- WORK TO COMPLETE -
Locate every line in the records that contains the word "hand", and copy each of those lines in full.

- AVAILABLE RECORDS -
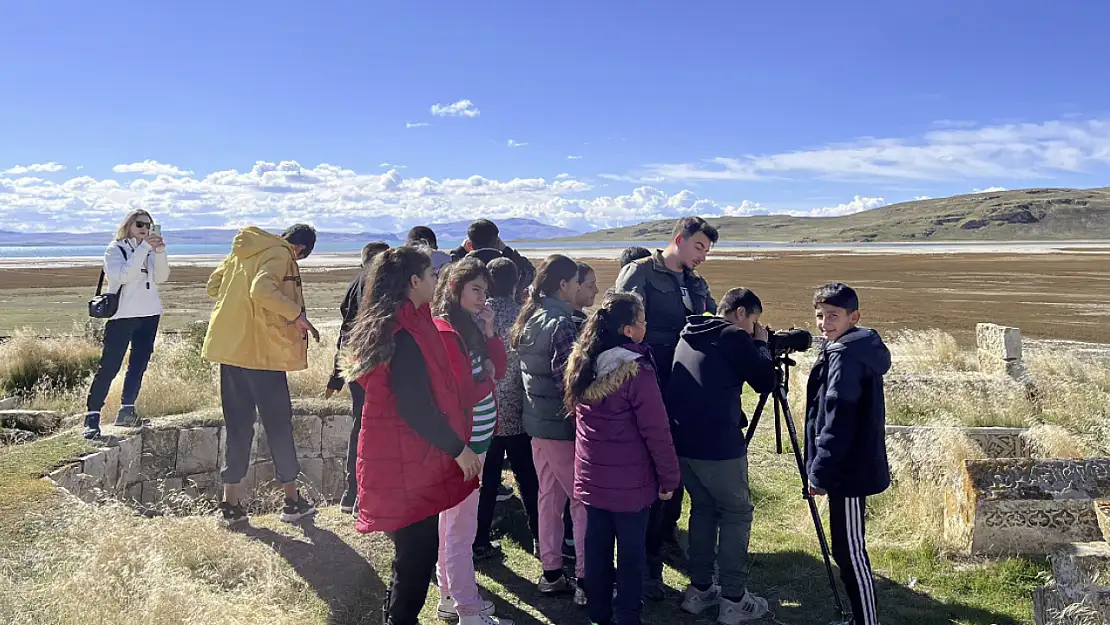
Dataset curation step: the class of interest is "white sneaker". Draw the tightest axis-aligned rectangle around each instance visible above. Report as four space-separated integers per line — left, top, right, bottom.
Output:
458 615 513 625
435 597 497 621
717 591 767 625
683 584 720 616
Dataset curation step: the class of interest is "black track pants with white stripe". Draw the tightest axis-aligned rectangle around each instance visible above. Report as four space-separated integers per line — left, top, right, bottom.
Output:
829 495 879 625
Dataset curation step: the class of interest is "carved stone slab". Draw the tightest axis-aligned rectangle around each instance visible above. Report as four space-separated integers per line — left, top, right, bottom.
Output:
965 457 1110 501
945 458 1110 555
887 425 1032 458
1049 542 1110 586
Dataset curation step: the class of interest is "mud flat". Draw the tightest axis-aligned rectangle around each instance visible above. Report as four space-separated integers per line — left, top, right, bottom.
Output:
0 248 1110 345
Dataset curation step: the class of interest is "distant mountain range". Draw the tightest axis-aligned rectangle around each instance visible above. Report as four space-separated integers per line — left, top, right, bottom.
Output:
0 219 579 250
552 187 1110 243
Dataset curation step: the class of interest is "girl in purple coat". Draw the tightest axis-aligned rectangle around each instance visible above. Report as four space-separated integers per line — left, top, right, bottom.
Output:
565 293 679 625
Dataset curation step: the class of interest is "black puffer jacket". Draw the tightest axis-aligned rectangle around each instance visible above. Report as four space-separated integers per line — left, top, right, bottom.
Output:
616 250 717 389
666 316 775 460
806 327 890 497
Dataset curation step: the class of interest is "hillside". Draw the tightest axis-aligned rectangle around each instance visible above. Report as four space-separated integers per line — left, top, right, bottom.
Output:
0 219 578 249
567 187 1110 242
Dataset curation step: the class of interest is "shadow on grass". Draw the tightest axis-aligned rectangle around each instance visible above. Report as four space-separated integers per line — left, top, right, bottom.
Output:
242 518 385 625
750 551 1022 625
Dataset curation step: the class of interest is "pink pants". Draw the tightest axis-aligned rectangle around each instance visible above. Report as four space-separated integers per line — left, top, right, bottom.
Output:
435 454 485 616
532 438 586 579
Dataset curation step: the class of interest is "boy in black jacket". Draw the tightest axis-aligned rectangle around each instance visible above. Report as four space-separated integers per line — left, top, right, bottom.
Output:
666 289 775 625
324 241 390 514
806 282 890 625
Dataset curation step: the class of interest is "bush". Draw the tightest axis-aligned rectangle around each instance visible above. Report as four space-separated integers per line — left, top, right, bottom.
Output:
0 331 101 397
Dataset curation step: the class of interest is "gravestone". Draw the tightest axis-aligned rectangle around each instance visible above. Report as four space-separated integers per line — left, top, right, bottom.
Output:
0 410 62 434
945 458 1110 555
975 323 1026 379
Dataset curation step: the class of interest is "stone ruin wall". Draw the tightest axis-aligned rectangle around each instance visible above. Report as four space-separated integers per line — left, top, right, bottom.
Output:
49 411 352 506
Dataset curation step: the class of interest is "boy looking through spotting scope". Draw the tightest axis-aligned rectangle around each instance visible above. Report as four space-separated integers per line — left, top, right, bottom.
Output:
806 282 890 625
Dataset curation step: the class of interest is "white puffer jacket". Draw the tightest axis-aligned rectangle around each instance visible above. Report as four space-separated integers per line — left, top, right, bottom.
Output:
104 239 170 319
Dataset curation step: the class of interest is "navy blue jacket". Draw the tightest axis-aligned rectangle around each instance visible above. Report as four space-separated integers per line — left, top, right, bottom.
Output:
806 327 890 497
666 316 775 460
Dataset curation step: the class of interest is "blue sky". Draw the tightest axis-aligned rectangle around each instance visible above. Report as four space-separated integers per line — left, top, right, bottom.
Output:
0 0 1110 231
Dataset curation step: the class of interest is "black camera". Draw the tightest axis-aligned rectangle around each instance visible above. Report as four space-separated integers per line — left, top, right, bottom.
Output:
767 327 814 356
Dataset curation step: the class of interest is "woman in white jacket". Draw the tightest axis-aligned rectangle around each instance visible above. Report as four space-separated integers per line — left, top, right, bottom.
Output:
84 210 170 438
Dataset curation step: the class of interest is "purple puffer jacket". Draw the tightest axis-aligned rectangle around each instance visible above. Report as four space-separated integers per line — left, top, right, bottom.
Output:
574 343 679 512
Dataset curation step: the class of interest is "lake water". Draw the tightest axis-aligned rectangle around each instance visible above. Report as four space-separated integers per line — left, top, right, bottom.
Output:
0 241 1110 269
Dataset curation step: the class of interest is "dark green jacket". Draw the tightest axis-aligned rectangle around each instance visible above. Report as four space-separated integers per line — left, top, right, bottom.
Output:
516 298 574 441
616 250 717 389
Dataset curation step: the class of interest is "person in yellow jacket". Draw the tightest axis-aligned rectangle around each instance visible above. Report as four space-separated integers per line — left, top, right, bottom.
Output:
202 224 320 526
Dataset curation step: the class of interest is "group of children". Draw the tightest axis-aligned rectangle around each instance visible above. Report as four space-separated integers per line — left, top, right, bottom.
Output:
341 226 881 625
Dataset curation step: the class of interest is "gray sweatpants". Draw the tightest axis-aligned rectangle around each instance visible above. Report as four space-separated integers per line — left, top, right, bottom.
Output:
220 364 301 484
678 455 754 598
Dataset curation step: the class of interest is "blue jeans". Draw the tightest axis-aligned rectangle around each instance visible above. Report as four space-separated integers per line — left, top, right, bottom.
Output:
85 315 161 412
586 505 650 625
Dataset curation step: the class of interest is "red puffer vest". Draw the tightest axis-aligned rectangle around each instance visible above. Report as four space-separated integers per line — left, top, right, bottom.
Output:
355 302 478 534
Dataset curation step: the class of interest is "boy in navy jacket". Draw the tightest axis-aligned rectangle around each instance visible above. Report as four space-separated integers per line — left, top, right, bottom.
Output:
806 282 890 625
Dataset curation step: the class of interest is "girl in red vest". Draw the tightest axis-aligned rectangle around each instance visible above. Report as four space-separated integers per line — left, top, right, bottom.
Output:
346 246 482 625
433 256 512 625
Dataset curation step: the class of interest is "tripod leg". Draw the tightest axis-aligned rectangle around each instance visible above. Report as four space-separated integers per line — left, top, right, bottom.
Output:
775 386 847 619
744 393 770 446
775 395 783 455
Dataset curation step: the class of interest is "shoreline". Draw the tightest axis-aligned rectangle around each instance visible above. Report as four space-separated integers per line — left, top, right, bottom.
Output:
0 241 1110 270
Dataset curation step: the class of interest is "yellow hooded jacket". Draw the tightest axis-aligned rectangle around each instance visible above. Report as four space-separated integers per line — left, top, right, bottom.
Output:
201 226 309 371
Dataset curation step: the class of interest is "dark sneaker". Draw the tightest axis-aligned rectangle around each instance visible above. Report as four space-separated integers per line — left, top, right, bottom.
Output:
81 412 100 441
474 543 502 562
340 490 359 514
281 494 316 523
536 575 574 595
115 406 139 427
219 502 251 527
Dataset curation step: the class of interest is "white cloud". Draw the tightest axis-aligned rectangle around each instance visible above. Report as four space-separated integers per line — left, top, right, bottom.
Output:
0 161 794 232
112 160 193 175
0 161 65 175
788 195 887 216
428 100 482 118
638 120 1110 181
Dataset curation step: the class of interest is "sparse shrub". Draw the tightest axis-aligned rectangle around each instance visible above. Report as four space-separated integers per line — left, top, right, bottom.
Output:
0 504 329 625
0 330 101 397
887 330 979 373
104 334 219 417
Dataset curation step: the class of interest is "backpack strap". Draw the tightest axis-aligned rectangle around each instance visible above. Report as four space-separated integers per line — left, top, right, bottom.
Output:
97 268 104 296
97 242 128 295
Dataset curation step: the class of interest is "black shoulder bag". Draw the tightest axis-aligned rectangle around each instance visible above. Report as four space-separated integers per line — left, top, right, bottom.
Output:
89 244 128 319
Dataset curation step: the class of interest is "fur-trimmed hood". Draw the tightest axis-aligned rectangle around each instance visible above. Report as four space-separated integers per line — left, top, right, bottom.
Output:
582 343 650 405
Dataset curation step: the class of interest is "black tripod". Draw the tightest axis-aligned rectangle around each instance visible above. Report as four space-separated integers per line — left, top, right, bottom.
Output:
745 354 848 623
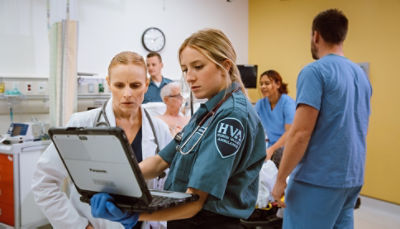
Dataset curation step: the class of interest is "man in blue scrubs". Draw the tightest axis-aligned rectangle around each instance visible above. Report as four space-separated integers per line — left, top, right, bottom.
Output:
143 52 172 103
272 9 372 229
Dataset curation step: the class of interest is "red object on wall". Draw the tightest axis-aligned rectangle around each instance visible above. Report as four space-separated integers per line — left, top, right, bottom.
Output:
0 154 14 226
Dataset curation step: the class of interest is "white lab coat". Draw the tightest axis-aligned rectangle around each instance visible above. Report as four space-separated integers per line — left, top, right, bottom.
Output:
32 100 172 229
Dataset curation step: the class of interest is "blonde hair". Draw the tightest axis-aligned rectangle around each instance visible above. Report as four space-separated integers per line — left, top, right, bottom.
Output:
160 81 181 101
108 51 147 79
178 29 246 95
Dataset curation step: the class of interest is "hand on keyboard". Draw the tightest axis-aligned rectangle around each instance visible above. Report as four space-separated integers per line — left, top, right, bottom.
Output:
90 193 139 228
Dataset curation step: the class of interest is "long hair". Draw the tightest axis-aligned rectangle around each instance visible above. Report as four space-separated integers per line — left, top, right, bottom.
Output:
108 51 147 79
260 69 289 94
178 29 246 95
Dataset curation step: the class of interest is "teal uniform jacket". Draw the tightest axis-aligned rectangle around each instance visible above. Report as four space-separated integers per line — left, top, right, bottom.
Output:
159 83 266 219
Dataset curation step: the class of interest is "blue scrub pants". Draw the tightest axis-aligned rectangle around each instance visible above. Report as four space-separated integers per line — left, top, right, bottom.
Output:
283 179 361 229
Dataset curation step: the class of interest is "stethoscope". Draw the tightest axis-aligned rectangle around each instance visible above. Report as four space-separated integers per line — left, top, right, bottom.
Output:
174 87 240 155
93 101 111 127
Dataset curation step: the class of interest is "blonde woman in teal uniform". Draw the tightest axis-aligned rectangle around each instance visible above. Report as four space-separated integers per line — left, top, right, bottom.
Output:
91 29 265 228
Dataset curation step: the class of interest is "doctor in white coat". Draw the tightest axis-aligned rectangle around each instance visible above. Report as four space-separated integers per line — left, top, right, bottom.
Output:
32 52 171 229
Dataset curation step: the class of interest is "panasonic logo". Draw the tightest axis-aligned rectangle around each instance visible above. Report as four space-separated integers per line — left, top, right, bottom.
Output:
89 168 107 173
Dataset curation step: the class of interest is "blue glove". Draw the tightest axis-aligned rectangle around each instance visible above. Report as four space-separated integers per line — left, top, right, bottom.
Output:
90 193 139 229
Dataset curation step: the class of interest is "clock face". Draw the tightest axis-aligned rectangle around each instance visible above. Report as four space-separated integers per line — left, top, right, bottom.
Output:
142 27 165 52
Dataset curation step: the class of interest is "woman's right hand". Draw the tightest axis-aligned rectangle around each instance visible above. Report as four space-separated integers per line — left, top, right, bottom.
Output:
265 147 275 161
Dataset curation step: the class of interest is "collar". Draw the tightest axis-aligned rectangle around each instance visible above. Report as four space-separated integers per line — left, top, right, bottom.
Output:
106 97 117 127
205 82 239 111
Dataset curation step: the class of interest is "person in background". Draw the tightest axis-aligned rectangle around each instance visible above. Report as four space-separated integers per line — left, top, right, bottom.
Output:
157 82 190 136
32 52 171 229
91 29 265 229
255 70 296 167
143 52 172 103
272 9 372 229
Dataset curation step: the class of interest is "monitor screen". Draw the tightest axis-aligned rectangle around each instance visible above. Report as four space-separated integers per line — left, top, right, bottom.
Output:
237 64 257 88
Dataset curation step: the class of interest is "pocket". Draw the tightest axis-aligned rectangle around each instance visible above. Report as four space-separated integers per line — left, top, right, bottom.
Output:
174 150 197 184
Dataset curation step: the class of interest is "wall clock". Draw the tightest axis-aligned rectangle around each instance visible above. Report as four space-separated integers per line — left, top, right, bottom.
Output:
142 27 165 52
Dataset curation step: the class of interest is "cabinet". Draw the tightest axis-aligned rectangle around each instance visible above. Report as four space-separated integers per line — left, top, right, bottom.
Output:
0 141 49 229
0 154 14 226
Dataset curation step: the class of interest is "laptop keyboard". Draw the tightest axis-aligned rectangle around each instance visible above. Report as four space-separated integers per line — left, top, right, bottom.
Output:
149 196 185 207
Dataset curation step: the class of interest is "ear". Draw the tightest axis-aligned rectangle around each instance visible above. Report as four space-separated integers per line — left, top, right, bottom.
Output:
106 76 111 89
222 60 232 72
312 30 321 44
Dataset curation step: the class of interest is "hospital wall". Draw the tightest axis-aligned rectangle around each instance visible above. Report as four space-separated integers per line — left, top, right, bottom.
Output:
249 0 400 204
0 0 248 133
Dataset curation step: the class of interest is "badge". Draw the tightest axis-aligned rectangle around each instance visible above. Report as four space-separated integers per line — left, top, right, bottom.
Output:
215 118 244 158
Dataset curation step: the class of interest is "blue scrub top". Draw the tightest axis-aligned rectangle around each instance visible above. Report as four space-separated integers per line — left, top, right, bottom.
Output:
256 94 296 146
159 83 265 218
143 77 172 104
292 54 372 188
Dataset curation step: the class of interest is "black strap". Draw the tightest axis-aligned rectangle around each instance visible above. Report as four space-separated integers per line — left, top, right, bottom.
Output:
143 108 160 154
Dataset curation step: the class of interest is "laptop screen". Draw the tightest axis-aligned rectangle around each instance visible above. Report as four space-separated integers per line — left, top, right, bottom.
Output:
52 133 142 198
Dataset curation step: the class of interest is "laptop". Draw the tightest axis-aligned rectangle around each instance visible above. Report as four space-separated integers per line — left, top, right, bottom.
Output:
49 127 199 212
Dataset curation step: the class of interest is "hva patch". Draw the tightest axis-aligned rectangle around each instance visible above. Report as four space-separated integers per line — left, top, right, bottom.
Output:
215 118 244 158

- TASK ANSWER -
Dataset curation step: the class of interest is "hand on keyboard". Draw the tightest axis-aligned rectangle around each instance visible above. Report as four space-separated integers per line — left, top, right, bottom.
Dataset curation step: the class of interest is "woman's right hand". Draw the tightest axis-aligned rectangle around each instance visible above. Report as four space-separated integers per line — left, top, right, bottom.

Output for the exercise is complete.